[RECORDS PROVIDED]
************

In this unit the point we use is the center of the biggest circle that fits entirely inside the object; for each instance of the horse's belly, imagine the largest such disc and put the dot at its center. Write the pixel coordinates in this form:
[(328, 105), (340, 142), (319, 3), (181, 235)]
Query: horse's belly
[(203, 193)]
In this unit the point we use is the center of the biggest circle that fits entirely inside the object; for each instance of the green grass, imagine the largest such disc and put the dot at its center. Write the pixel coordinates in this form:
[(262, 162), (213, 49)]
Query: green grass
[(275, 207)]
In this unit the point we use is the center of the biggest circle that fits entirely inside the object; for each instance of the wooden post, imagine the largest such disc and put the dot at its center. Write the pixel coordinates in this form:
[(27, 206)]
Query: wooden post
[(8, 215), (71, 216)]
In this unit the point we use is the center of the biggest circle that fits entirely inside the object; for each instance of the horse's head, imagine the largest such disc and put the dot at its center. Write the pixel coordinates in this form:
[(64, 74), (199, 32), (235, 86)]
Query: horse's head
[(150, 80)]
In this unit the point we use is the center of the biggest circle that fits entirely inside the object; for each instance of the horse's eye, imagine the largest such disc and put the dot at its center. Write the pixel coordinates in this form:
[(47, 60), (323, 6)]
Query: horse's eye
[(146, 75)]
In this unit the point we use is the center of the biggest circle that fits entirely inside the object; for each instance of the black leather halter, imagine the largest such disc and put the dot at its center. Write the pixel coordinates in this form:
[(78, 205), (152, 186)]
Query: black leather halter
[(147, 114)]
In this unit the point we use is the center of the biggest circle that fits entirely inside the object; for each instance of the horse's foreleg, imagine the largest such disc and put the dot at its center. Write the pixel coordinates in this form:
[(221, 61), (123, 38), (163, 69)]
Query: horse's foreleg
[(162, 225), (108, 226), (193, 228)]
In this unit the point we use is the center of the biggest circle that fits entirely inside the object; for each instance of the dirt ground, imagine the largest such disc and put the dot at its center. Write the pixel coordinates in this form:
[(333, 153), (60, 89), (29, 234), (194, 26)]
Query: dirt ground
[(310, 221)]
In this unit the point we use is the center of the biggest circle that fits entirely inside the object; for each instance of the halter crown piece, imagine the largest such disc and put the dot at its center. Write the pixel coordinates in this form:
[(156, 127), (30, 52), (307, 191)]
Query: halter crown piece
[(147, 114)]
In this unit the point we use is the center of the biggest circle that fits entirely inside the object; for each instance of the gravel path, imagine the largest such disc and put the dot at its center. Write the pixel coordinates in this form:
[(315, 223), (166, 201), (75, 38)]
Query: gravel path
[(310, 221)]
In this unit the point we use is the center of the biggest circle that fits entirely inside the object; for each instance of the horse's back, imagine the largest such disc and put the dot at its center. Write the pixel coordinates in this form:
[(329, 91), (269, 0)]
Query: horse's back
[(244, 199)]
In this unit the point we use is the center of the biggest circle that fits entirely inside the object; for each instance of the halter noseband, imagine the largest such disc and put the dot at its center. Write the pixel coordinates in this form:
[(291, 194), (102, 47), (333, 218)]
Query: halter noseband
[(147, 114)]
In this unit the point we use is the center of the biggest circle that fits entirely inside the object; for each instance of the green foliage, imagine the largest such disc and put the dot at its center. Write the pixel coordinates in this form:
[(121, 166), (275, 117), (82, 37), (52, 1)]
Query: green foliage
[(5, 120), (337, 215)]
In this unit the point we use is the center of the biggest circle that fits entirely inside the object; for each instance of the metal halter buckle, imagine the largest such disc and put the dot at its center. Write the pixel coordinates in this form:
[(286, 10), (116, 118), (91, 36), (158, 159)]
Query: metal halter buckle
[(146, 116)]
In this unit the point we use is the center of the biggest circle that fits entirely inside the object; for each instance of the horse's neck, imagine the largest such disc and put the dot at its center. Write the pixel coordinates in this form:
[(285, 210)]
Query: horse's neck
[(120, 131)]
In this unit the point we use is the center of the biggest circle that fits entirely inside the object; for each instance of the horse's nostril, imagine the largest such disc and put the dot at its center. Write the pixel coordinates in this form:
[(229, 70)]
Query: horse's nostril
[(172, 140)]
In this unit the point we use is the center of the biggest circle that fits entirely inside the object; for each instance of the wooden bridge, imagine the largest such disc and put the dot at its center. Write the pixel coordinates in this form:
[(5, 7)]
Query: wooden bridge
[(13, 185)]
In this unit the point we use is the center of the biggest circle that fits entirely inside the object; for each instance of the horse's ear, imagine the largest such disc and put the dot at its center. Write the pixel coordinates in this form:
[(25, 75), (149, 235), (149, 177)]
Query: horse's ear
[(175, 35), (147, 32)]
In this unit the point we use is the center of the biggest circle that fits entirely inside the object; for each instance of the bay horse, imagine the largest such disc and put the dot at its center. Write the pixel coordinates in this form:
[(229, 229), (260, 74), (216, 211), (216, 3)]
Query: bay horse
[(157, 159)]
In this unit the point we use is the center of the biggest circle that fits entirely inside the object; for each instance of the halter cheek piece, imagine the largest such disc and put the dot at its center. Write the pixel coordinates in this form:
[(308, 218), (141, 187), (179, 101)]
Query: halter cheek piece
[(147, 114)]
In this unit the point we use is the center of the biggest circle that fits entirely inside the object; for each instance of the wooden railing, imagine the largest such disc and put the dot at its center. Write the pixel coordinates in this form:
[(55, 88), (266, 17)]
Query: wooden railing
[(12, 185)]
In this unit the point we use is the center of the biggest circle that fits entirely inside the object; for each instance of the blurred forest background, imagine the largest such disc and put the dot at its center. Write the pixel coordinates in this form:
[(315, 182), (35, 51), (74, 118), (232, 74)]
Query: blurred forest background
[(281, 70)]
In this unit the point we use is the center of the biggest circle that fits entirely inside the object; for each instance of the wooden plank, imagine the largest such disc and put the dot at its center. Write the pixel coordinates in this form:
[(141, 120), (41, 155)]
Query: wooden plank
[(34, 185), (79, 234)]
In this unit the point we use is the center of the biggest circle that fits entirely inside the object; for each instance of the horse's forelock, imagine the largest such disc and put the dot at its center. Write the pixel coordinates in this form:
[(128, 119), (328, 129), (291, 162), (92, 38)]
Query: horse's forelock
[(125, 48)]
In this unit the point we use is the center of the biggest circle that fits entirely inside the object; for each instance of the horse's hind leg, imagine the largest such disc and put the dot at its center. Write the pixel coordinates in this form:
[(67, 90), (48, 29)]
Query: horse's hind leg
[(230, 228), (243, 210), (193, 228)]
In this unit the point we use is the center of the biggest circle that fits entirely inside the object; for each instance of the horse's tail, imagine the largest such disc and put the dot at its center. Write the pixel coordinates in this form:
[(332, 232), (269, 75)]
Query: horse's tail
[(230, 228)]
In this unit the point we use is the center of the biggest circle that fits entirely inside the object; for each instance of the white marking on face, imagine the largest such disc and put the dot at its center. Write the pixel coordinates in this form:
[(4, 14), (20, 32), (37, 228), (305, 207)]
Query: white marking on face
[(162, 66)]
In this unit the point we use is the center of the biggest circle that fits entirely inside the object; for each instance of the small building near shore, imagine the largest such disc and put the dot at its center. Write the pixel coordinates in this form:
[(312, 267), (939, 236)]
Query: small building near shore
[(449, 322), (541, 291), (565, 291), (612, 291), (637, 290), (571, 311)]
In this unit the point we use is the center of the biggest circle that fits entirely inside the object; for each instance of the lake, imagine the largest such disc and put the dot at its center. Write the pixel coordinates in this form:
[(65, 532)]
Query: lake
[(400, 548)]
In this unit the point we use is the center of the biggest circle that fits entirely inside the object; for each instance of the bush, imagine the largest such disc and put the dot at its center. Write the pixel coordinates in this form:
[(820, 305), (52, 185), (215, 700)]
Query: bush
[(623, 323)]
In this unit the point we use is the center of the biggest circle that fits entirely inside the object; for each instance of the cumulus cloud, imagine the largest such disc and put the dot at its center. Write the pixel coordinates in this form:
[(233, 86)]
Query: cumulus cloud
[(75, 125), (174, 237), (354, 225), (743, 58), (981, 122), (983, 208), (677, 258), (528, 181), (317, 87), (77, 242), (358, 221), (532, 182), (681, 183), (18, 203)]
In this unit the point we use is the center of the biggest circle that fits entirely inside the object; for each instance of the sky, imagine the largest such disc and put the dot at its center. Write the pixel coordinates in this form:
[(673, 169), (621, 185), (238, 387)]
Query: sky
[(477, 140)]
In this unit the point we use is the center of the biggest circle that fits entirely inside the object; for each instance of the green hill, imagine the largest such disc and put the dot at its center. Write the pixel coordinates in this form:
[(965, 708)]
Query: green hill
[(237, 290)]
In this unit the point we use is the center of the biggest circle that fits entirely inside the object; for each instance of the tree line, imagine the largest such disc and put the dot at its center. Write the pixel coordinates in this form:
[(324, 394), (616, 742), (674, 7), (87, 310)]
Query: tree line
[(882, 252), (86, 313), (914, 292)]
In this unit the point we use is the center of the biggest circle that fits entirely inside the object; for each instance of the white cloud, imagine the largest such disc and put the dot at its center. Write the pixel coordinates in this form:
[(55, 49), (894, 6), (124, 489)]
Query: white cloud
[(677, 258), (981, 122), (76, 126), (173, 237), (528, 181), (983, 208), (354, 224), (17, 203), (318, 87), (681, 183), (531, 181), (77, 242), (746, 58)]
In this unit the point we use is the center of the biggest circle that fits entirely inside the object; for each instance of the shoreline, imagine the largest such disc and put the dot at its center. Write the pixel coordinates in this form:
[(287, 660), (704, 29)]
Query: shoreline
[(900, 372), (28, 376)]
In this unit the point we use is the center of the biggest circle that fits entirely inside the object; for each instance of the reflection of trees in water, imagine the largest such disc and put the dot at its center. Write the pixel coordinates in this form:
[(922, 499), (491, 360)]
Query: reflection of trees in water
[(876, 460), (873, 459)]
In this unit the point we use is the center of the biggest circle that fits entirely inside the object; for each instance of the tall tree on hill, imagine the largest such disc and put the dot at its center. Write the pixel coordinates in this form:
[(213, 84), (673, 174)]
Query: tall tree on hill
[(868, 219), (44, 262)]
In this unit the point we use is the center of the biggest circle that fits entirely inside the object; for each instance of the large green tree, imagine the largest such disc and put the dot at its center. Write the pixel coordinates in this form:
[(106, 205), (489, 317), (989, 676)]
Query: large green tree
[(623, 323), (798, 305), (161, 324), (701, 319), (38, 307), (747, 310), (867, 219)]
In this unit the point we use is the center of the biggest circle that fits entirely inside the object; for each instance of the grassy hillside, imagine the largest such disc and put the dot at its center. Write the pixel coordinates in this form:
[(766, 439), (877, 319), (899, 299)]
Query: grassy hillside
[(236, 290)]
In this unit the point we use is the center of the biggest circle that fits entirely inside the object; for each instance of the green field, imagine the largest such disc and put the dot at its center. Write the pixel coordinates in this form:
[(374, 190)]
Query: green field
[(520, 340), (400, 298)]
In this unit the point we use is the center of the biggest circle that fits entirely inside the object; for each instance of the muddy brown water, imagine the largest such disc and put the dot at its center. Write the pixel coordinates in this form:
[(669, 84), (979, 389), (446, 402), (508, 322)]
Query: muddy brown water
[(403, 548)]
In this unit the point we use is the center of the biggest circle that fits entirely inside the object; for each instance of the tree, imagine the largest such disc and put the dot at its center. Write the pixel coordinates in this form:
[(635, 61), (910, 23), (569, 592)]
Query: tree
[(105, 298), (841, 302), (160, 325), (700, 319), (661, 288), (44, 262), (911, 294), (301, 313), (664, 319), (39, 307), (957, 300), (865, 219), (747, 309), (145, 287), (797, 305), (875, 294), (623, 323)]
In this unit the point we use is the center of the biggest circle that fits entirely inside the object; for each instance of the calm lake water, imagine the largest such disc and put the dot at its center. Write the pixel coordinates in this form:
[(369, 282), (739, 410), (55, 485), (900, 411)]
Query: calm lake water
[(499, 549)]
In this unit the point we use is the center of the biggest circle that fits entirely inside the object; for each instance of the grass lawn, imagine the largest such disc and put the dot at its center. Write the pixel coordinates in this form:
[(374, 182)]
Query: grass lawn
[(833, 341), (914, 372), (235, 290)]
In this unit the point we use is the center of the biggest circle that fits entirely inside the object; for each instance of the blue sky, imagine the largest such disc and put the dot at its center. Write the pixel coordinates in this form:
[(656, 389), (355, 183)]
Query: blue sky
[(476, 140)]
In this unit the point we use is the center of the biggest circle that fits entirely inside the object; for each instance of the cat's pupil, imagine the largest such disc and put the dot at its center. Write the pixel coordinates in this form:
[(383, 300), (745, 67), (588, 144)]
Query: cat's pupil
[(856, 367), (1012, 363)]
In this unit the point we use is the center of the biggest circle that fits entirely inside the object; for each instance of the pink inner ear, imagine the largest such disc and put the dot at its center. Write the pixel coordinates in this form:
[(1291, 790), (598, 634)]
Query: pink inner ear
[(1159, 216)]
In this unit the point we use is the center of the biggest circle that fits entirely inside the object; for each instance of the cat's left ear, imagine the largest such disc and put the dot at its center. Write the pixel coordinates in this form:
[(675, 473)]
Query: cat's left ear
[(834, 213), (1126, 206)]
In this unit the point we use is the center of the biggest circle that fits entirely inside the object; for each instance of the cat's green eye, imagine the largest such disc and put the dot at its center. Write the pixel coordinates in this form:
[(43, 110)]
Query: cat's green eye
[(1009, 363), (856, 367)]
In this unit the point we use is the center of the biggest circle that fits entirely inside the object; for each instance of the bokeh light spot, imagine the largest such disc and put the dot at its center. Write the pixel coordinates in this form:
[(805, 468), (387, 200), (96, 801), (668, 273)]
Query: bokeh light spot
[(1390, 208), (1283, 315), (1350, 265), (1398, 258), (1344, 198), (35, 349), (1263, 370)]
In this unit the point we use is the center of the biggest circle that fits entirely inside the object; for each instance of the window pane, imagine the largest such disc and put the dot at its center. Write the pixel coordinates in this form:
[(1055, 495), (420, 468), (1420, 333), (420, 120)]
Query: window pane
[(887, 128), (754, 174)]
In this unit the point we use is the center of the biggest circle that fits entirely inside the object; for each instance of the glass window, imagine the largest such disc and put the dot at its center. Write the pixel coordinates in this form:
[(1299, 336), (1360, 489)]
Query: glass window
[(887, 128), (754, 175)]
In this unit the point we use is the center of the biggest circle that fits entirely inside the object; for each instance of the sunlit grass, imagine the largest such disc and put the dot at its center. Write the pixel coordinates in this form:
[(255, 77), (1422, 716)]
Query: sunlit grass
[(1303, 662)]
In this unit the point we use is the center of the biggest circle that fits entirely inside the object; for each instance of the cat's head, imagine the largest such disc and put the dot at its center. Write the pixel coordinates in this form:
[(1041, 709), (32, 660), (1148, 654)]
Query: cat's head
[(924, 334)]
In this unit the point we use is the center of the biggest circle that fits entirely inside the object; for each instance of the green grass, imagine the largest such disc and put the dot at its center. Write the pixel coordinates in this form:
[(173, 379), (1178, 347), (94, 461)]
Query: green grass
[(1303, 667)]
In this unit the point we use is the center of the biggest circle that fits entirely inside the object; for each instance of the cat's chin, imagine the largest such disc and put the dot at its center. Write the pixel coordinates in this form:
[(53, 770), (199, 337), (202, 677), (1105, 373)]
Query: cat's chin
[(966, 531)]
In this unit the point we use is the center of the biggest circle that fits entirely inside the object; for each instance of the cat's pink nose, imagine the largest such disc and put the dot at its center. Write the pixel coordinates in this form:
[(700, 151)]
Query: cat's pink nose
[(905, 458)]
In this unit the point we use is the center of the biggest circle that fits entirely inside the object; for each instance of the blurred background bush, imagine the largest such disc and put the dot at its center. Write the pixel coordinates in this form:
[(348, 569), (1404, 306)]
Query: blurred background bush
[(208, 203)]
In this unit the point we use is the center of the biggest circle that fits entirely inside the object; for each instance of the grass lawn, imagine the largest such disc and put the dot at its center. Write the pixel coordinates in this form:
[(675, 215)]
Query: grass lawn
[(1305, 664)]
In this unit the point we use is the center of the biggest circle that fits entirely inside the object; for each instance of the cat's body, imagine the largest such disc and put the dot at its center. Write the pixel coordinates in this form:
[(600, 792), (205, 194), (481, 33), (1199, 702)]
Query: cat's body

************

[EXERCISE INSTRUCTIONS] Copy out, character for character, every line from the one containing "of the reflection" through the one containing "[(868, 219), (44, 262)]", with both of those lines included.

[SOLUTION FOR THIS EXERCISE]
In this unit the point we use is the center of the biggest circle that fits entirely inside the object; for each instance of the reflection of trees in water, imagine the largest such disc and put the dot at its center. Write the pixel coordinates in this form:
[(922, 499), (491, 360)]
Query: reflection of trees in water
[(876, 460), (873, 459)]
In this unit the point we use is the center of the biggest circle that fits entirely inside the object; for each instance of the tall tree on hill, imagine the largest such disc and put the dot at its center. Write the pixel coordinates in this form:
[(213, 84), (673, 174)]
Query: tall tree on hill
[(868, 219), (44, 262)]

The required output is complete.